== Your goal ==
Go over the records and count each line that has the string "potted". Give the number and nothing else.

== Records provided ==

/---

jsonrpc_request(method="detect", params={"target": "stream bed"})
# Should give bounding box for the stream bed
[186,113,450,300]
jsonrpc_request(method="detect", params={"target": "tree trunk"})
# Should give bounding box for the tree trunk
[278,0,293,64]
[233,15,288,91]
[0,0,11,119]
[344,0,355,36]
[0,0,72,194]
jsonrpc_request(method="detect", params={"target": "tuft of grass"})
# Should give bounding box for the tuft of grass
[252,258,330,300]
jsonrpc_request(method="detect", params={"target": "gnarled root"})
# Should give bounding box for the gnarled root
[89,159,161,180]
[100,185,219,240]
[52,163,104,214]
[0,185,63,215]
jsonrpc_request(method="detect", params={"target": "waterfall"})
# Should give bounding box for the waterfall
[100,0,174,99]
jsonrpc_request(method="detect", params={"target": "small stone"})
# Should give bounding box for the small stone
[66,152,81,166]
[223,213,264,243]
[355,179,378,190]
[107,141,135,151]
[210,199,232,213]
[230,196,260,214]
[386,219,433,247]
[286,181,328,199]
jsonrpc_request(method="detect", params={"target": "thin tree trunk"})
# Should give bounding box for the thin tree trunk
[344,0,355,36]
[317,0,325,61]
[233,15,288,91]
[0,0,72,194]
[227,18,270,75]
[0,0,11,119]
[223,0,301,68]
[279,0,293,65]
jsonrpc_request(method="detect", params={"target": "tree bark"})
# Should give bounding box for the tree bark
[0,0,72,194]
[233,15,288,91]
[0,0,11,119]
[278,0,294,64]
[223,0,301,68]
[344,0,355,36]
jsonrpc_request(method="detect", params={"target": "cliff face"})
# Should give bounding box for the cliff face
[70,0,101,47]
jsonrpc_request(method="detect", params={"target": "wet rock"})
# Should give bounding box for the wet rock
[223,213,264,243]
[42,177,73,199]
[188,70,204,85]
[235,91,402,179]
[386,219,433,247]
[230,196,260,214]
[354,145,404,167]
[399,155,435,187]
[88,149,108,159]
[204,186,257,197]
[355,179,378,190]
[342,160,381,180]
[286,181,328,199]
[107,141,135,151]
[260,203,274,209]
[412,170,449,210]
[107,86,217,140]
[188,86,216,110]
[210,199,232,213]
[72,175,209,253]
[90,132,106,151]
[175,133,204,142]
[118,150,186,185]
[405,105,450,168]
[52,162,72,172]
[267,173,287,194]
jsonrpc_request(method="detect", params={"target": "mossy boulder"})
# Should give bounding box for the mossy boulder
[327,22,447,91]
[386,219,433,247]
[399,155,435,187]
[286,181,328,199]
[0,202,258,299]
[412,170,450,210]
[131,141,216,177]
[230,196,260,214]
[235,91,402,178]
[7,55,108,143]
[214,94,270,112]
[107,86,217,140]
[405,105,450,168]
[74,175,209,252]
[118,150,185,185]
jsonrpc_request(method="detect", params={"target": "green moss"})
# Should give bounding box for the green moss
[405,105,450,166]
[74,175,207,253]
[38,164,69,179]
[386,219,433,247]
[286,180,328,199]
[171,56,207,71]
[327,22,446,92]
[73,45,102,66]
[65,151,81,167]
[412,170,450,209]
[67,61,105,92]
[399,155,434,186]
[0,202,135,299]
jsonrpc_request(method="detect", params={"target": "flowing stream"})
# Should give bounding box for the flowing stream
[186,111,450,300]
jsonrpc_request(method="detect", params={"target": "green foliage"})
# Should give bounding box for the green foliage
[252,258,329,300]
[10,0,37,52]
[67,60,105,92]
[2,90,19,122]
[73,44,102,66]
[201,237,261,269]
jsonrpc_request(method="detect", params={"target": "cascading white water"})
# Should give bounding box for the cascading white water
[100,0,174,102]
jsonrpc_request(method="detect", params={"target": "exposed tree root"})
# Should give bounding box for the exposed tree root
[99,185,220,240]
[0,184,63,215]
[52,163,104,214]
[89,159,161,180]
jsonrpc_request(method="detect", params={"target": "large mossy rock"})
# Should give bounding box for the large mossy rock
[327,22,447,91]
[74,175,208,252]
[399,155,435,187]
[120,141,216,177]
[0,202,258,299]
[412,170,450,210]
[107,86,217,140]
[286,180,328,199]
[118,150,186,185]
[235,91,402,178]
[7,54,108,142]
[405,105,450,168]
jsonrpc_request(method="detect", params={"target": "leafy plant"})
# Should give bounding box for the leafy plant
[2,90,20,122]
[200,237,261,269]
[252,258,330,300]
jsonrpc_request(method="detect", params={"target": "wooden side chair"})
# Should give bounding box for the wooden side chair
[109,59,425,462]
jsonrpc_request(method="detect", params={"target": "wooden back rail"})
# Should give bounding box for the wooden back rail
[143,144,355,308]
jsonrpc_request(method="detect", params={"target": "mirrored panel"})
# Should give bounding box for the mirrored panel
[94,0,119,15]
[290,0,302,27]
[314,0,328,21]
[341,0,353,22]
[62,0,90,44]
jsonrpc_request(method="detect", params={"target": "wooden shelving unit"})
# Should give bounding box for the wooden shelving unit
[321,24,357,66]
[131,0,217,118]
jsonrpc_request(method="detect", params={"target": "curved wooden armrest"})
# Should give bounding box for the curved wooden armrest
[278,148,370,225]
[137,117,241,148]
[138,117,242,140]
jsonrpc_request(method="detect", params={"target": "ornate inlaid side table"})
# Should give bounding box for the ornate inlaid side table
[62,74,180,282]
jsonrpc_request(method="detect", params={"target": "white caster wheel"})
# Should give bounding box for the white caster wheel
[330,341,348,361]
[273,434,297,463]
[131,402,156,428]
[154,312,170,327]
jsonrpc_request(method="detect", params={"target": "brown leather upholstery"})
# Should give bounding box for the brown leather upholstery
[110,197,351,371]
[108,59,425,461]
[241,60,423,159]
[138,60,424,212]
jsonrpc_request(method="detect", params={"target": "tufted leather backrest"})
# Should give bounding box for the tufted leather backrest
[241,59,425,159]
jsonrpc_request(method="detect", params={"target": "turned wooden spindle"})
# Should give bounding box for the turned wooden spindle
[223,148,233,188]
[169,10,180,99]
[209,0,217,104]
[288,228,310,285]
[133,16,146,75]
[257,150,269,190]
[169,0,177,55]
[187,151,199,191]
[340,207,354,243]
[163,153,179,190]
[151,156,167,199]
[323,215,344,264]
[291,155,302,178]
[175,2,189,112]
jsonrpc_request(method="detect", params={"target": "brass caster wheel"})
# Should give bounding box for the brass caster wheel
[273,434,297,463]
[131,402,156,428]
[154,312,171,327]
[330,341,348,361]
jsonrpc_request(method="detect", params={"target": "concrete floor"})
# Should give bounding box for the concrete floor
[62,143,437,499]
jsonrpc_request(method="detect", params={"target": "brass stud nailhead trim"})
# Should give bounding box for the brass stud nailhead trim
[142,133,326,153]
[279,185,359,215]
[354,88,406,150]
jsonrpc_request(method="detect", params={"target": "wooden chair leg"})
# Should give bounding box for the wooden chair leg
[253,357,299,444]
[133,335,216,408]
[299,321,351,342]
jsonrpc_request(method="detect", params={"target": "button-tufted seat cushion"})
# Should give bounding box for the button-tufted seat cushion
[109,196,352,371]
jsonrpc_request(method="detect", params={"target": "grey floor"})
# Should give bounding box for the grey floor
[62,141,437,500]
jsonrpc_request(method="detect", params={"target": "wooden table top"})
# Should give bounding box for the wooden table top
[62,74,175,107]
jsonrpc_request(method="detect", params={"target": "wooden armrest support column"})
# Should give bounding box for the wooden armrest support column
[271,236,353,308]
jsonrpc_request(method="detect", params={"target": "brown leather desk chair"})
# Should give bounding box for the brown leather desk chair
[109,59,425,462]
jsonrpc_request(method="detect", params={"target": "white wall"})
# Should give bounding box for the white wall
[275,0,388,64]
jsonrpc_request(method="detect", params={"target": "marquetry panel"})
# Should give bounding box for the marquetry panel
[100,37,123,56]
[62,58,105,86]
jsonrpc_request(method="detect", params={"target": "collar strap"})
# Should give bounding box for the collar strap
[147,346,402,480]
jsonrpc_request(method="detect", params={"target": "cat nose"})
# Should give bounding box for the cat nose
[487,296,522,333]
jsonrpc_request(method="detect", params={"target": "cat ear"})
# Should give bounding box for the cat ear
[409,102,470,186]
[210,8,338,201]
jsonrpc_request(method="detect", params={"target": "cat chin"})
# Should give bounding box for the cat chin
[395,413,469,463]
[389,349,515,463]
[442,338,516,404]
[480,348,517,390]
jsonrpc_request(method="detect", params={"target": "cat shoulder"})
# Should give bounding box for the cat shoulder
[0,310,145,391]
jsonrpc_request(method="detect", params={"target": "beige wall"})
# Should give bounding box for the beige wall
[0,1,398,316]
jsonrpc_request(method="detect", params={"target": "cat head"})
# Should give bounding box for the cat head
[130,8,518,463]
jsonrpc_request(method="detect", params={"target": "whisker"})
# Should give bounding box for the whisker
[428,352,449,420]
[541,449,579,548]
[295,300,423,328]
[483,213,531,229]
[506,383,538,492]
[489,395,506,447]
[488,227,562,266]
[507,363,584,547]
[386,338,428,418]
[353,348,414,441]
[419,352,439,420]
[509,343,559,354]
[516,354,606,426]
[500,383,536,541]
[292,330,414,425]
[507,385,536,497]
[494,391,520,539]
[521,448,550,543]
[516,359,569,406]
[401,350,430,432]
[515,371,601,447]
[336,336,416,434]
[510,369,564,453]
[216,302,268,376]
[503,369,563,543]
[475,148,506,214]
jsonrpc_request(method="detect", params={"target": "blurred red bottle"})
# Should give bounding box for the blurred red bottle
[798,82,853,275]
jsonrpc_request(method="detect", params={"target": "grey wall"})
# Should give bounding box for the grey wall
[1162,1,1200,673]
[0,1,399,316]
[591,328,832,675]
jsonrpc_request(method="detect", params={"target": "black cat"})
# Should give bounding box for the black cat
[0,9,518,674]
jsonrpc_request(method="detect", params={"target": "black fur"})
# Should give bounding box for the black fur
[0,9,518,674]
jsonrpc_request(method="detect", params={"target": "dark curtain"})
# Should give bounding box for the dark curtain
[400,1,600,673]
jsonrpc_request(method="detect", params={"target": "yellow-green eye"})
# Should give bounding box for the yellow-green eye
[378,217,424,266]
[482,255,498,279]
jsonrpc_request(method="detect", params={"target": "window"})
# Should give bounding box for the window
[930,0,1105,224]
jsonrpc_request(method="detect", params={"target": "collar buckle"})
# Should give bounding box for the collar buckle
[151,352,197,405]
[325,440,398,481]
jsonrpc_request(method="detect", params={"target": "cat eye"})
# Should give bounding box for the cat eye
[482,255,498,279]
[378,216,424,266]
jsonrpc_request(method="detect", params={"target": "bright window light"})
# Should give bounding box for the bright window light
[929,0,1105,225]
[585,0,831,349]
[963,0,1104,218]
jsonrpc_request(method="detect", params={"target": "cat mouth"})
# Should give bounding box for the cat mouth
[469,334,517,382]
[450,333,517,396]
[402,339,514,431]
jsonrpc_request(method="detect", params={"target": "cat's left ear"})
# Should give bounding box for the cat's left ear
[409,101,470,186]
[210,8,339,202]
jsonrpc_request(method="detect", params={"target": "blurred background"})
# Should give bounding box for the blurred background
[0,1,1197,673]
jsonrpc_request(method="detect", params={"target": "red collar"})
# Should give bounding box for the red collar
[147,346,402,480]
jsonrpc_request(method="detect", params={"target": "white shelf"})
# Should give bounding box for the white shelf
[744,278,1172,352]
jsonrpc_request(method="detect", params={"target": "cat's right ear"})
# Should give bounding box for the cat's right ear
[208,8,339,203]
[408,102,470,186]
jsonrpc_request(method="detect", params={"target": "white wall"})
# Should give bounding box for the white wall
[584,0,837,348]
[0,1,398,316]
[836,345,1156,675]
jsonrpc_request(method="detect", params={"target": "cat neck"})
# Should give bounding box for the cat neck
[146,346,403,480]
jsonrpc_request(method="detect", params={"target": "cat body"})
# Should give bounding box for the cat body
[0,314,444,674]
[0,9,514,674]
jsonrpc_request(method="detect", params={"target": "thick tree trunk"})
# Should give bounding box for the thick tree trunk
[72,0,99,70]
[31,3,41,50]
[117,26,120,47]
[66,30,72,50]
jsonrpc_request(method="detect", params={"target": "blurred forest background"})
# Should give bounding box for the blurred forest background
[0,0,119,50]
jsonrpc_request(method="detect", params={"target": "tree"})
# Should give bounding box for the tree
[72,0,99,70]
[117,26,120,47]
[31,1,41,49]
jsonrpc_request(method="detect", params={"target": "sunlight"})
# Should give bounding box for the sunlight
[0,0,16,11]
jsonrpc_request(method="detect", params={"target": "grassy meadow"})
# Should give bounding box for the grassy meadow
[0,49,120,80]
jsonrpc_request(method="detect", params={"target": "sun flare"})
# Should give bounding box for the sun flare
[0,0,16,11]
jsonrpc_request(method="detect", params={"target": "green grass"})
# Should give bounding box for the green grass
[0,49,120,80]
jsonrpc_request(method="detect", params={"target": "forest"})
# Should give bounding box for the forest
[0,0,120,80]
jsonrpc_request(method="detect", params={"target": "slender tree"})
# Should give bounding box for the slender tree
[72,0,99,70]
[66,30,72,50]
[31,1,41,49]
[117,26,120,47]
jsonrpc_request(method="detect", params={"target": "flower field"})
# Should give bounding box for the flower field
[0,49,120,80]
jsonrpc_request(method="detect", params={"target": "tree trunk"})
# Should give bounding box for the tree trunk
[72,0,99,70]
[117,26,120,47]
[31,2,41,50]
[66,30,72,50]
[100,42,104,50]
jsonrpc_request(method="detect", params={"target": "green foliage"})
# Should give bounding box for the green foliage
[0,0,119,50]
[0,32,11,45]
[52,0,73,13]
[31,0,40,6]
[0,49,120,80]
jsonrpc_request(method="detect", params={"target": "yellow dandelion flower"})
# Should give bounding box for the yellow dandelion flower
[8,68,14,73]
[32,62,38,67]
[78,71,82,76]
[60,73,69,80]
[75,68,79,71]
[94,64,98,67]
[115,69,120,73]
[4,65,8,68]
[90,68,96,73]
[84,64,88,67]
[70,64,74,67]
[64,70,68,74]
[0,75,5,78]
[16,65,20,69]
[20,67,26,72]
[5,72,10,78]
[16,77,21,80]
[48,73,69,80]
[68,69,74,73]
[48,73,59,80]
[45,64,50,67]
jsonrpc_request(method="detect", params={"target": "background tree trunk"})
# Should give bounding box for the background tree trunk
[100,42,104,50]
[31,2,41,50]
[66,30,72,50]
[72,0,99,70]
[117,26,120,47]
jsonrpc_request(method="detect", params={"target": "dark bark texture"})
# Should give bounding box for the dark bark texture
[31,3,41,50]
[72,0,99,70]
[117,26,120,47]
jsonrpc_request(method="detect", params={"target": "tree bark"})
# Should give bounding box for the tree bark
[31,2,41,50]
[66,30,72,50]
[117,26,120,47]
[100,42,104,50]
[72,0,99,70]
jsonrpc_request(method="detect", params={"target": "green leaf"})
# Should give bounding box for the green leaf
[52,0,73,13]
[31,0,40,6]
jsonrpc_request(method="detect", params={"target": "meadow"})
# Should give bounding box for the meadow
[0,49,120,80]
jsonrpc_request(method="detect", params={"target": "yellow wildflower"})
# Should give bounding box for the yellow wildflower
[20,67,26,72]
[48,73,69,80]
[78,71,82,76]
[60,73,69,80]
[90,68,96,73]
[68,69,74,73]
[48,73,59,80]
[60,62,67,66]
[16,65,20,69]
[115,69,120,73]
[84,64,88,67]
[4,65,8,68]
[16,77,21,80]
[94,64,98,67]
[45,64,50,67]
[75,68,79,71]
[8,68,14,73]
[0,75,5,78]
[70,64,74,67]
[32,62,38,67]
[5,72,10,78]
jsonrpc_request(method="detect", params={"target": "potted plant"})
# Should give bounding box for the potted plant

\---

== Written reply ==
2